- **Provided records**:
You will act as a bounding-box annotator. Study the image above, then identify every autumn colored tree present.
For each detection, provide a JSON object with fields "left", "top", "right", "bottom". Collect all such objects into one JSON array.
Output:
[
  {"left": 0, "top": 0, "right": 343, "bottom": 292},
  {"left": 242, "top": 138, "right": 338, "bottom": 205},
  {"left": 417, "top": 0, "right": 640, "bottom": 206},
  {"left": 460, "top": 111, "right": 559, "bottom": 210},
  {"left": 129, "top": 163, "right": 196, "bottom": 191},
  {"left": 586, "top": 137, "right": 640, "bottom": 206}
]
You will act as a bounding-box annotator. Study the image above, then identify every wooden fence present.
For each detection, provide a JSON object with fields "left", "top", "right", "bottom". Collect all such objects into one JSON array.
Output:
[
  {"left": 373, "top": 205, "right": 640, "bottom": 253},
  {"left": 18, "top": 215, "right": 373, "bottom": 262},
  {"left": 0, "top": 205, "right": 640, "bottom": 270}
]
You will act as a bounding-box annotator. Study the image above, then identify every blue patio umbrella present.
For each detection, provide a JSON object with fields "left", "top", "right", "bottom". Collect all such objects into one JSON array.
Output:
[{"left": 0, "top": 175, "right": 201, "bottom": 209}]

- **Brief**:
Reproduce every line of the records above, requests included, and increase each bounding-box coordinate in the answers by 89.

- **Response to this task**:
You will act as a bounding-box annotator. Study the image above, then identify every autumn colored tree present.
For each detection, provide a JSON object with fields "left", "top", "right", "bottom". Collect all such objects into one JSON array.
Output:
[
  {"left": 89, "top": 89, "right": 432, "bottom": 381},
  {"left": 331, "top": 227, "right": 427, "bottom": 294},
  {"left": 506, "top": 89, "right": 729, "bottom": 295},
  {"left": 549, "top": 200, "right": 648, "bottom": 299},
  {"left": 218, "top": 252, "right": 285, "bottom": 280},
  {"left": 675, "top": 226, "right": 729, "bottom": 295}
]
You will act as a bounding-box annotator. Study the image above, then identify every wooden fence present.
For each detection, provide a JSON object with fields "left", "top", "right", "bottom". Collect all such objects into one JSON array.
Output:
[
  {"left": 462, "top": 294, "right": 729, "bottom": 342},
  {"left": 107, "top": 304, "right": 462, "bottom": 351},
  {"left": 89, "top": 294, "right": 729, "bottom": 359}
]
You will act as a bounding-box annotator. Study the image above, then identify every blue patio umbrella present.
For each detection, provide a JSON object with fields "left", "top", "right", "bottom". Collect all such objects into one JSON array.
Output:
[{"left": 89, "top": 264, "right": 290, "bottom": 298}]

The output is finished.